**TEXTAUSZUG**
Aktenzeichen: 1 VAs 1/99 OLG Hamm

Leitsatz: 1. Bei der der Vollstreckungsbehörde obliegenden Ermessensentscheidung, ob ein Überstellungsersuchen nach § 71 Abs. 1 Satz 1 Nr. 2 IRG anzuregen ist, ist das Resozializierungsinteresse des Betroffenen gegen das öffentliche Interesse an der Durchsetzung aller Strafzwecke abzuwägen. Die Entscheidung muß dabei nachprüfbar erkennen lassen, dass die Vollstreckungsbehörde von einem zutreffend und vollständig ermittelten Sachverhalt ausgegangen ist und alle zu berücksichtigenden Belange des Betroffenen in die Abwägung einbezogen hat. Eines näheren Eingehens auf diese Belange bedarf es nur dann nicht, wenn der Betroffene selbst keine seiner Resozialisierung dienenden Umstände vorgetragen hat und solche auch sonst nicht ersichtlich sind.

2. Es ist nicht ermessensfehlerhaft, wenn die Vollstreckungsbehörde bei der Prüfung der Frage, ob die Überstellung eines Verurteilten in die Türkei zur weiteren Strafvollstreckung in Betracht kommt, die dort übliche Vollstreckungsdauer mit berücksichtigt. Das gilt insbesondere auch, wenn die bei der Bemessung der Mindestverbüßungsdauer einer lebenslangen Freiheitsstrafe zur berücksichtigende "besondere Schwere der Schuld" (§ 57 a I Nr. 2 StGB) nach der türkischen Vollstreckungspraxis ohne Belang ist und der Verurteilte schon aus diesem Grund im Vergleich mit deutschen Straftätern in ungerechtfertigter Weise bevorzugt würde.

Senat: 1

Gegenstand: Justizverwaltungssache

Stichworte: Überstellung zur Strafvollstreckung, Vollstreckungsdauer, Ermessensentscheidung, Abwägung der beteiligten Interessen

Normen: IRG 71, StGB 57 a

Beschluss: Justizverwaltungssache betreffend den Strafgefangenen B.A.,
wegen Mordes, (hier: Ersuchen um Vollstreckung einer lebenslangen Freiheitsstrafe in der Türkei).

Auf den Antrag des Betroffenen auf gerichtliche Entscheidung vom 31. August 1998 gegen den Bescheid der Staatsanwaltschaft Wuppertal vom 13. Mai 1998 in der Form des Beschwerdebescheides des Generalstaatsanwalts in Düsseldorf vom 22. Juli 1998 hat der 1. Strafsenat des Oberlandesgerichts Hamm am 16. März 1999 durch den Vorsitzenden Richter am Oberlandesgericht, den Richter am Oberlandesgericht und den Richter am Oberlandesgericht nach Anhörung der Generalstaatsanwaltschaft in Hamm beschlossen:

Der Antrag auf gerichtliche Entscheidung wird als unbegründet kostenpflichtig verworfen.

**AUFGABE 1**
Beantworte anhand des Textauszugs:
(a) Welcher Senat welches Gerichts hat am 16. März 1999 entschieden?
(b) Von welchem Tag ist der Bescheid der Staatsanwaltschaft Wuppertal?
(c) Welche Normen werden unter „Normen“ genannt?

Einträge aus einem Datensatz
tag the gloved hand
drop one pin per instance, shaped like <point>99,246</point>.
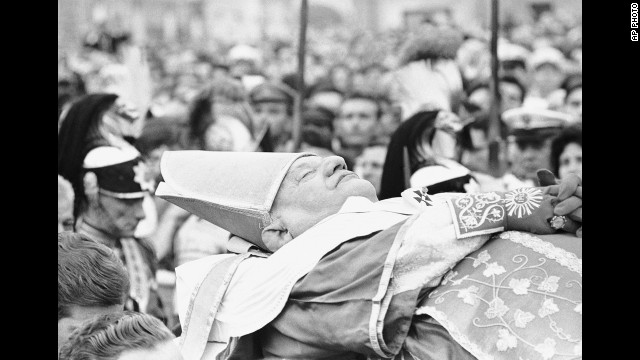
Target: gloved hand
<point>569,194</point>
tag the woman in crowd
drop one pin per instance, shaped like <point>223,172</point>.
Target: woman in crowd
<point>566,152</point>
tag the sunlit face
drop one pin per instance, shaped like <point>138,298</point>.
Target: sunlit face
<point>573,104</point>
<point>315,188</point>
<point>218,138</point>
<point>357,123</point>
<point>123,120</point>
<point>570,161</point>
<point>528,157</point>
<point>274,114</point>
<point>77,315</point>
<point>119,217</point>
<point>547,77</point>
<point>327,99</point>
<point>166,350</point>
<point>370,163</point>
<point>481,98</point>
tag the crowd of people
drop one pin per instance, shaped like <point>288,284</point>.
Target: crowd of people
<point>406,108</point>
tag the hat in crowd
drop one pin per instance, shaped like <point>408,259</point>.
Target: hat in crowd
<point>120,172</point>
<point>547,55</point>
<point>446,176</point>
<point>512,52</point>
<point>534,122</point>
<point>271,92</point>
<point>233,190</point>
<point>244,52</point>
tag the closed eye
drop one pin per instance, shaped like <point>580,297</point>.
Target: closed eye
<point>306,175</point>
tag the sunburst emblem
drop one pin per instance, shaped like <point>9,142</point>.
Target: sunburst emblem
<point>141,172</point>
<point>523,201</point>
<point>422,196</point>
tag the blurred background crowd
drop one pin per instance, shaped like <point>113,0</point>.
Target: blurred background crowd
<point>152,76</point>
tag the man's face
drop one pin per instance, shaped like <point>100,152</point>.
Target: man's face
<point>123,120</point>
<point>529,156</point>
<point>573,104</point>
<point>120,216</point>
<point>547,77</point>
<point>327,99</point>
<point>511,96</point>
<point>274,114</point>
<point>167,350</point>
<point>77,315</point>
<point>370,163</point>
<point>357,122</point>
<point>315,188</point>
<point>570,161</point>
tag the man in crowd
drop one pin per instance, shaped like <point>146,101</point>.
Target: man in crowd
<point>91,281</point>
<point>124,336</point>
<point>530,132</point>
<point>272,104</point>
<point>114,186</point>
<point>356,125</point>
<point>313,220</point>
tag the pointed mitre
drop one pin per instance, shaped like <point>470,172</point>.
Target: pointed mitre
<point>234,190</point>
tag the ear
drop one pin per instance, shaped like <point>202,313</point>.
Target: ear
<point>275,235</point>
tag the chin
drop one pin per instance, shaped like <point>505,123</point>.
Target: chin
<point>360,187</point>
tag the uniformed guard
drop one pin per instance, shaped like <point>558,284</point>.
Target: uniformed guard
<point>325,270</point>
<point>530,132</point>
<point>115,181</point>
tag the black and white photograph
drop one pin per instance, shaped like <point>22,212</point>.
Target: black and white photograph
<point>320,179</point>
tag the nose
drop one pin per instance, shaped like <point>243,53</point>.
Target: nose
<point>331,164</point>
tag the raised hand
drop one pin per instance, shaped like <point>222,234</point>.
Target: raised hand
<point>569,196</point>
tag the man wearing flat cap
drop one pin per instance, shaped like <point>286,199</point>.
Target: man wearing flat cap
<point>272,104</point>
<point>328,271</point>
<point>114,184</point>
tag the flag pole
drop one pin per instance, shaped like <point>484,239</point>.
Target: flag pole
<point>495,139</point>
<point>297,114</point>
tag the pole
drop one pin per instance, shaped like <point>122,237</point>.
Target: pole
<point>495,140</point>
<point>297,115</point>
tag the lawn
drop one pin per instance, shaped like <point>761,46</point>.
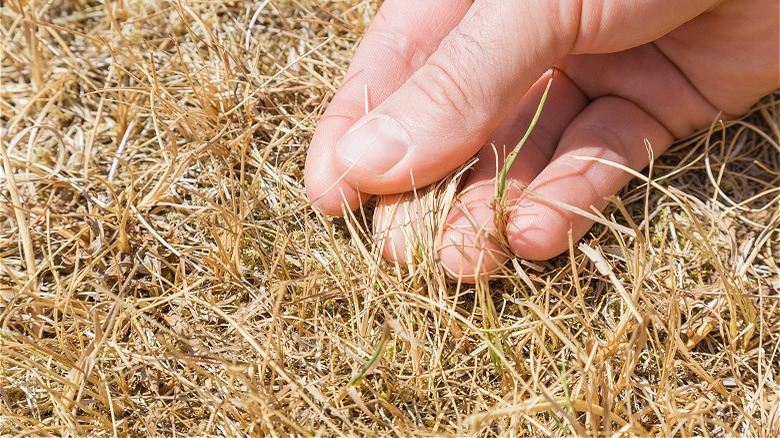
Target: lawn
<point>162,272</point>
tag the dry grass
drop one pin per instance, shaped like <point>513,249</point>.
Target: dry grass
<point>161,270</point>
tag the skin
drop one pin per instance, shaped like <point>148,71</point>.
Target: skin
<point>449,80</point>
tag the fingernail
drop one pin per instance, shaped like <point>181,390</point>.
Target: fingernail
<point>376,145</point>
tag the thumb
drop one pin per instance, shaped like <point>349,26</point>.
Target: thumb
<point>447,109</point>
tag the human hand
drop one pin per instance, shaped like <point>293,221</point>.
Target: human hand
<point>449,79</point>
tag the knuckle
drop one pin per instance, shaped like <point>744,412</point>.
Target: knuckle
<point>446,91</point>
<point>405,49</point>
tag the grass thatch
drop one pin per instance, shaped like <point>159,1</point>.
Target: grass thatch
<point>162,272</point>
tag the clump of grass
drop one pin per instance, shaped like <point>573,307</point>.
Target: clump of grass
<point>161,271</point>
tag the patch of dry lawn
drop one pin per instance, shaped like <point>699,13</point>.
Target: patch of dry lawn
<point>161,269</point>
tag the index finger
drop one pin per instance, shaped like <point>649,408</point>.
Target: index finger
<point>399,41</point>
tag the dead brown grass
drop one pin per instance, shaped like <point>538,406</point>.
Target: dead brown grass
<point>161,271</point>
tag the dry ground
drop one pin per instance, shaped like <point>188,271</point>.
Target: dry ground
<point>161,271</point>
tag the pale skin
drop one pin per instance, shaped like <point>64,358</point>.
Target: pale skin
<point>448,80</point>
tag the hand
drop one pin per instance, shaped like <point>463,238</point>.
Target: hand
<point>449,79</point>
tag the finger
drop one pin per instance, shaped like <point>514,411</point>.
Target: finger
<point>645,76</point>
<point>610,128</point>
<point>398,42</point>
<point>447,109</point>
<point>469,247</point>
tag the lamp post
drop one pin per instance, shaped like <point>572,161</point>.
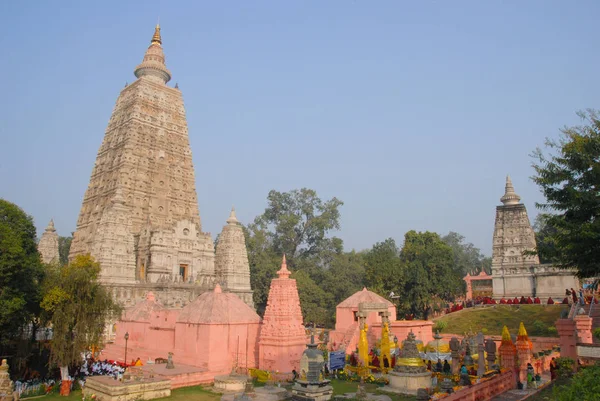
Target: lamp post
<point>126,339</point>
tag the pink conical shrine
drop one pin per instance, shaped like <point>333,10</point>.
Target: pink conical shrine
<point>282,337</point>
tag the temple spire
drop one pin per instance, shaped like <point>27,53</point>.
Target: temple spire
<point>153,65</point>
<point>510,197</point>
<point>156,38</point>
<point>284,272</point>
<point>232,217</point>
<point>50,226</point>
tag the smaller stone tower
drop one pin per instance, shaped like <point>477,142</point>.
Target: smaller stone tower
<point>48,245</point>
<point>231,261</point>
<point>282,337</point>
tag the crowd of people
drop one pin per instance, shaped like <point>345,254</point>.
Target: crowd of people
<point>114,369</point>
<point>582,297</point>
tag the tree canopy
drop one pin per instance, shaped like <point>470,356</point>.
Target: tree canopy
<point>569,177</point>
<point>426,272</point>
<point>79,308</point>
<point>467,257</point>
<point>430,274</point>
<point>298,223</point>
<point>21,271</point>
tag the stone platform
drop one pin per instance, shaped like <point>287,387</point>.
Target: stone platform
<point>311,391</point>
<point>108,389</point>
<point>180,376</point>
<point>231,383</point>
<point>267,393</point>
<point>408,383</point>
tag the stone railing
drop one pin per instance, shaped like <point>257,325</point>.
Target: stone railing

**AUFGABE 2**
Schreib den Abschnitt der Auflistung vom Anfang bis einschließlich der Zeile mit „<point>152,76</point>“ noch einmal ab und tausche dabei „drop one pin“ gegen „place one marker“ aus, alles andere bleibt gleich. Lass die Bilder dabei weg.

**LÖSUNG 1**
(a) Der 1. Strafsenat des Oberlandesgerichts Hamm.
(b) Vom 13. Mai 1998.
(c) IRG 71 und StGB 57 a.

**LÖSUNG 2**
tag the gloved hand
place one marker per instance, shaped like <point>99,246</point>.
Target: gloved hand
<point>569,194</point>
tag the woman in crowd
place one marker per instance, shaped like <point>223,172</point>.
Target: woman in crowd
<point>566,152</point>
tag the sunlit face
place one marker per instance, shaped like <point>138,298</point>.
Target: sunlit face
<point>573,104</point>
<point>315,188</point>
<point>218,138</point>
<point>357,123</point>
<point>123,120</point>
<point>570,161</point>
<point>528,157</point>
<point>274,114</point>
<point>77,315</point>
<point>119,217</point>
<point>547,77</point>
<point>327,99</point>
<point>166,350</point>
<point>370,163</point>
<point>481,98</point>
tag the crowd of people
place one marker per instance, shaped like <point>288,284</point>.
Target: crowd of people
<point>406,108</point>
tag the hat in crowd
place one marker per instance, shaped like <point>408,259</point>.
Target: hat in crowd
<point>120,172</point>
<point>547,55</point>
<point>446,176</point>
<point>512,52</point>
<point>534,122</point>
<point>271,92</point>
<point>233,190</point>
<point>244,52</point>
tag the closed eye
place one marker per instance, shaped like <point>580,297</point>.
Target: closed eye
<point>306,175</point>
tag the sunburst emblem
place one marker per instance, shaped like <point>9,142</point>.
Target: sunburst emblem
<point>141,172</point>
<point>523,201</point>
<point>422,196</point>
tag the blurred background crowd
place one marker per instance, shaped like <point>113,0</point>.
Target: blurred background crowd
<point>152,76</point>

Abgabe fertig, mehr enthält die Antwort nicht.